> [Apply what you read]
- A) Answer these questions from the passage on self-supervised speech representation learning, each in one line:
(i) Into what is the large amount of speech without transcription converted in advance?
(ii) In the N-class classification, which frames are referenced to decide which representative value is closest to a masked frame?
(iii) What serves as the initial values for transfer learning to a speech recognition task?
- B) Write the next part of the passage on self-supervised speech representation learning, beginning after its final sentence.
##### Given passage
In the related art, another approach that utilizes a large amount of speech without transcription has been proposed. In the related art described above, a masked language model (MLM) used in a machine learning process in a large-scale language model is applied to representation learning of speech. In the method of the related art described above, a large amount of speech without transcription is converted into acoustic features in advance, and then a machine learning model of N-class classification is generated by self-supervised learning. The N-class classification is a classification in which a certain proportion of frames are masked, the unmasked frames before and after the masked frame are referenced to determine which of the predetermined N representative values of acoustic features is closest to the masked frame, and then the masked frame is predicted and classified based on the context of the referring. Subsequently, transfer learning to a speech recognition task is performed using a small amount of speech with transcription with the parameters of the pre-trained machine learning model as initial values. In the related art described above, the performance can be improved without requiring transcription costs, compared to using only a speech recognizer learned by a small amount of speech with transcription.
##########
##### Raw data
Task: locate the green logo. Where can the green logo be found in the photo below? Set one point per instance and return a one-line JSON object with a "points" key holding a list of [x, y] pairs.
##########
> [Exercise results]
- A)
(i) Acoustic features.
(ii) The unmasked frames before and after the masked frame.
(iii) The parameters of the pre-trained machine learning model.

- B)
In the related art described above, in order to perform pre-training using a classification task for masked frames, it is necessary to set the number of true labels to a finite number. On the other hand, different from a masked language model that takes a discrete-valued vector such as text information as an input, the speech recognizer receives input signal in the form of continuous-valued vectors. In the related art described above, in order to perform pre-training on input speech using a classification task for masked frames, acoustic features are quantized into N classes in advance, and a finite set of the true labels for self-supervised learning (referred to as “self-supervised labels” in the following description) are created.

As a quantization method in the related art described above, the acoustic features of all frames of the speech without transcription are classified into N classes by the k-means clustering, and the classified class numbers are used as self-supervised labels of the respective frames. In addition, the related art described above has proposed a method of generating classification labels using product quantization. However, in these quantization methods, the center of gravity of each class is located only in a partial space formed by a population based on a statistical distribution with the speech without transcription as the population. As a result, when a new speech without transcription having a different statistical distribution is added to the pre-training, an appropriate class may not exist in the partial space. In such a case, continuing the training of the pre-trained model may promote imbalance in the classification model, and the performance may not be sufficiently improved when the transfer learning to the speech recognition model is applied.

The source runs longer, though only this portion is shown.